## START Materials provided

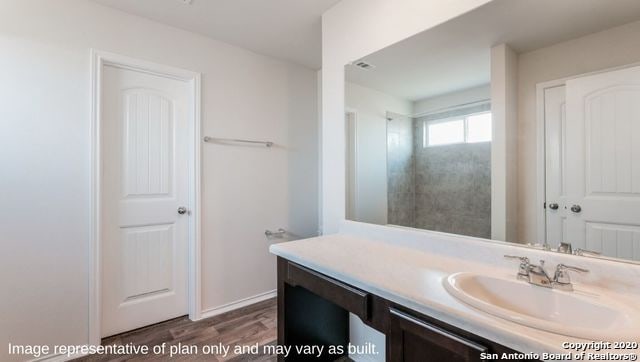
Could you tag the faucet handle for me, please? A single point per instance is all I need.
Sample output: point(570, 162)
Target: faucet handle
point(561, 278)
point(523, 269)
point(523, 259)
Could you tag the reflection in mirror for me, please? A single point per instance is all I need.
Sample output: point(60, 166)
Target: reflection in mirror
point(518, 121)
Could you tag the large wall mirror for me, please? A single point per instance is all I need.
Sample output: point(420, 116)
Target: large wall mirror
point(518, 121)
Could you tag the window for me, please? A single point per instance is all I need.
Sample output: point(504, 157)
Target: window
point(472, 128)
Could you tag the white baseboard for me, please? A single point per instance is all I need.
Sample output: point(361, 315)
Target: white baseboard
point(210, 312)
point(205, 314)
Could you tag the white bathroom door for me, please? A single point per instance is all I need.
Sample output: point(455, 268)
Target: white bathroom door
point(144, 182)
point(555, 185)
point(603, 163)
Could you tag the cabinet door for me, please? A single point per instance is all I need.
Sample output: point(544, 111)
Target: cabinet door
point(411, 339)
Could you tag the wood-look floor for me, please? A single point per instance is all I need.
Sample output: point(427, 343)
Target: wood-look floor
point(246, 326)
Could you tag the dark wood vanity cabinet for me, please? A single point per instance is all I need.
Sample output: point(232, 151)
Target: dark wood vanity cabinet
point(412, 339)
point(313, 309)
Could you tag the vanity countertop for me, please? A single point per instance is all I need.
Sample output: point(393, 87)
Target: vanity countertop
point(414, 278)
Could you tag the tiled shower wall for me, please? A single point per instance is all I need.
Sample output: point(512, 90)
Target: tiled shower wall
point(443, 188)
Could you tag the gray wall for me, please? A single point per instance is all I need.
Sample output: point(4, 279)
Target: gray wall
point(400, 172)
point(453, 188)
point(442, 188)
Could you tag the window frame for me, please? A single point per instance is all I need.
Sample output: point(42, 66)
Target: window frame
point(465, 124)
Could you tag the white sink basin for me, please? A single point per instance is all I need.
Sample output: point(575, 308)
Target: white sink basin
point(577, 314)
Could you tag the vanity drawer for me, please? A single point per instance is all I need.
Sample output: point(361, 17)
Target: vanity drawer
point(349, 298)
point(412, 339)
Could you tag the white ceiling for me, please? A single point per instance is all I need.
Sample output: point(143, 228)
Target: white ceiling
point(284, 29)
point(455, 55)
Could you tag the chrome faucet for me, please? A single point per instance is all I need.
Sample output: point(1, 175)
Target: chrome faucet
point(537, 275)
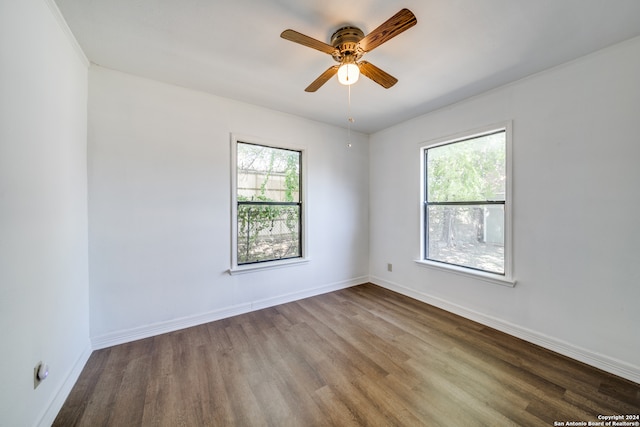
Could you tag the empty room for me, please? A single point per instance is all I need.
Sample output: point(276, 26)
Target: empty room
point(299, 213)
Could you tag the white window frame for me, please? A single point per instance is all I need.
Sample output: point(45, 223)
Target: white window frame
point(507, 279)
point(265, 265)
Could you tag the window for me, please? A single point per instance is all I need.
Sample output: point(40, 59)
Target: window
point(267, 204)
point(466, 204)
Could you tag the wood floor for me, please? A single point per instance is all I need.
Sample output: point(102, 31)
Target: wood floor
point(362, 356)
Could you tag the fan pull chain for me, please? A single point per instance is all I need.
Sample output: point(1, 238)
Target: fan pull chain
point(349, 118)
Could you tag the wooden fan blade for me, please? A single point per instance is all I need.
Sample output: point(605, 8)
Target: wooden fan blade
point(322, 79)
point(395, 25)
point(383, 78)
point(297, 37)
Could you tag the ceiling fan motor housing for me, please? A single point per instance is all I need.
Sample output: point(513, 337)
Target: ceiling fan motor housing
point(345, 40)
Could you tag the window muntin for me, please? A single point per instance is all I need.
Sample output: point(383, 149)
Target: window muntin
point(465, 202)
point(268, 214)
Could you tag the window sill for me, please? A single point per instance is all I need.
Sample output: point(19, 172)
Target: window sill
point(486, 277)
point(269, 265)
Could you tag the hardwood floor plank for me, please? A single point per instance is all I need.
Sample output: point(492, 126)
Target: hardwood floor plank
point(362, 356)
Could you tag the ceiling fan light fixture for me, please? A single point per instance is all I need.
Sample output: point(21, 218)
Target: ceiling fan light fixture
point(348, 73)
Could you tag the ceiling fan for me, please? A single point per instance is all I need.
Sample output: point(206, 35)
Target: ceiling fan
point(349, 44)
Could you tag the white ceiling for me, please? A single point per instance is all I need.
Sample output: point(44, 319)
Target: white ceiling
point(233, 48)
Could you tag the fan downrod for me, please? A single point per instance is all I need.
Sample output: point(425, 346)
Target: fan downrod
point(345, 40)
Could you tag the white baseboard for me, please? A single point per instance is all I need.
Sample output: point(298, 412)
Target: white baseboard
point(61, 395)
point(606, 363)
point(124, 336)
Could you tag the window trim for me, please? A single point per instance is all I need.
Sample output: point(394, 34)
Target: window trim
point(280, 263)
point(506, 279)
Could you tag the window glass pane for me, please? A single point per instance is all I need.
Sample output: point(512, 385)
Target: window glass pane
point(468, 236)
point(268, 232)
point(469, 170)
point(268, 174)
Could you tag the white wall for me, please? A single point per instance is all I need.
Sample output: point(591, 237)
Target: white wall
point(44, 298)
point(159, 207)
point(576, 207)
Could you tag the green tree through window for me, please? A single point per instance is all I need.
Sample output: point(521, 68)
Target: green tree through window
point(268, 203)
point(465, 202)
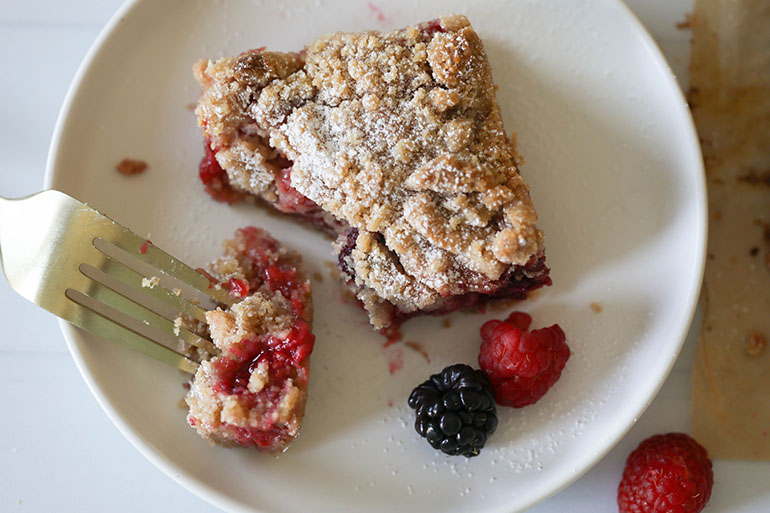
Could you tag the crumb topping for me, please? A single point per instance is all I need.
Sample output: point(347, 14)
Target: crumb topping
point(253, 393)
point(395, 134)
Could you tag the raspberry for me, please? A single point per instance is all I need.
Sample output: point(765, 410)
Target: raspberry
point(521, 365)
point(666, 473)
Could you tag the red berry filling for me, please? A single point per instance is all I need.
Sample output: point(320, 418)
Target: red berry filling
point(215, 179)
point(667, 473)
point(289, 200)
point(521, 365)
point(238, 288)
point(264, 372)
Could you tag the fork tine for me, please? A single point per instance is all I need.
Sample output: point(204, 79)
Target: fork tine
point(171, 304)
point(145, 251)
point(97, 319)
point(125, 305)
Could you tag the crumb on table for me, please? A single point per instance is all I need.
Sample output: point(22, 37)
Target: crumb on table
point(687, 22)
point(131, 167)
point(151, 282)
point(756, 343)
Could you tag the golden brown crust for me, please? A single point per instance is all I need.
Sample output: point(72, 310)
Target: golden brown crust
point(397, 134)
point(263, 314)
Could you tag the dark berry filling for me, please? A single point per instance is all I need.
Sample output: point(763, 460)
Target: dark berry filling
point(515, 283)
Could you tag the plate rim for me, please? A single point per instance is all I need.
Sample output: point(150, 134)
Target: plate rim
point(221, 500)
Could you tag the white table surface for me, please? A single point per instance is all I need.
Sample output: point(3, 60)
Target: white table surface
point(59, 452)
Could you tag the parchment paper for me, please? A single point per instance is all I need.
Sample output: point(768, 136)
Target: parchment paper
point(730, 100)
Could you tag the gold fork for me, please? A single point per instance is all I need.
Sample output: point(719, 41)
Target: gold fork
point(87, 269)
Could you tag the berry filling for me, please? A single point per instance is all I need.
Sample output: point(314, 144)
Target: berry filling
point(253, 393)
point(215, 179)
point(515, 283)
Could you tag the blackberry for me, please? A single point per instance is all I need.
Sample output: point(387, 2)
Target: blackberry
point(455, 410)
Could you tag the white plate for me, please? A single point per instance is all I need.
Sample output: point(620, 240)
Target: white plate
point(616, 175)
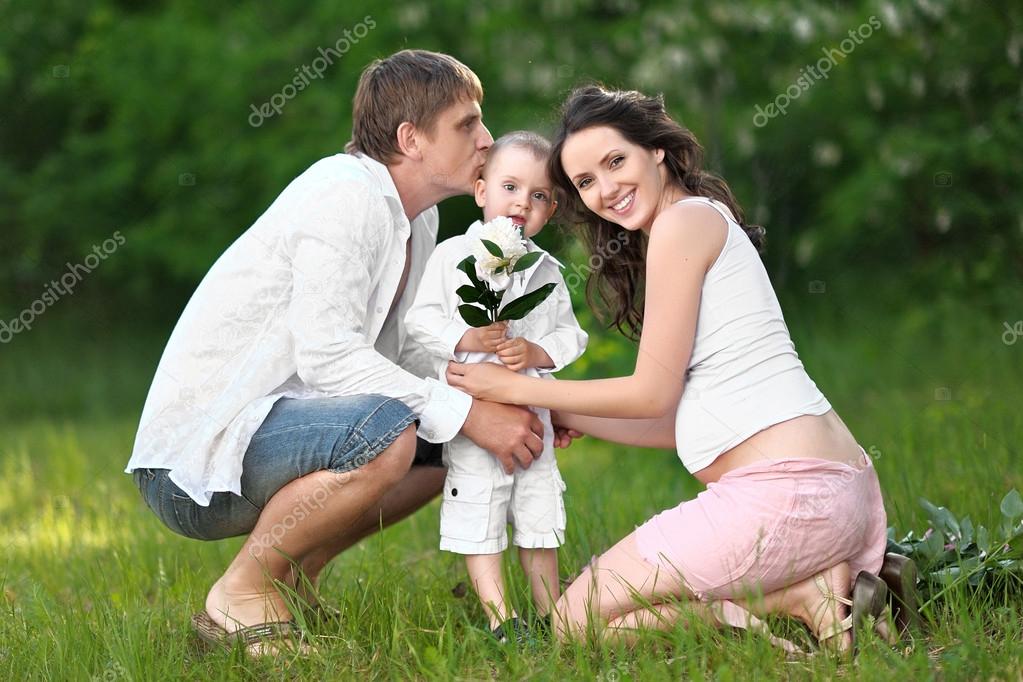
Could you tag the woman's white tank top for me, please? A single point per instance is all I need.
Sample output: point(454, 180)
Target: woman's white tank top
point(744, 373)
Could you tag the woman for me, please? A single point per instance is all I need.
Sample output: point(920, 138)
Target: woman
point(793, 508)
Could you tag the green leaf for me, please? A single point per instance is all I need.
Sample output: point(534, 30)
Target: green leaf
point(469, 267)
point(493, 248)
point(469, 293)
point(941, 518)
point(475, 317)
point(524, 305)
point(1012, 505)
point(527, 261)
point(965, 540)
point(983, 539)
point(931, 548)
point(491, 300)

## END Materials provided

:: Your goal ::
Starting at the line that contains "Could you tag the berry", restate each line verbatim through the final line of the listing, skipping all pictures.

:: Task solution ::
Could you tag the berry filling for me, please? A single point per instance is all I need.
Sample output: point(314, 144)
Target: berry filling
point(253, 393)
point(215, 179)
point(515, 283)
Could you tag the blackberry for me, please? A single point per instance is all I need.
Sample output: point(387, 2)
Target: blackberry
point(455, 410)
Could you tag the white plate for me, please? A single point per instance is all I need.
Sample output: point(620, 240)
Target: white plate
point(616, 175)
Could you tag the woman's white tank top for me, please? A single point per instance is all I need.
Sample output: point(454, 180)
Target: woman's white tank top
point(744, 373)
Could you tag the woman for me, please? A single point per instance is all I need.
Sample output: point(920, 138)
Target: woman
point(793, 508)
Could you tag the green leaf for me, please? A single point per instance is all I need.
Sample output: point(534, 30)
Target: green leaf
point(469, 267)
point(493, 248)
point(469, 293)
point(941, 518)
point(475, 317)
point(524, 305)
point(1012, 505)
point(527, 261)
point(965, 540)
point(983, 539)
point(931, 548)
point(491, 300)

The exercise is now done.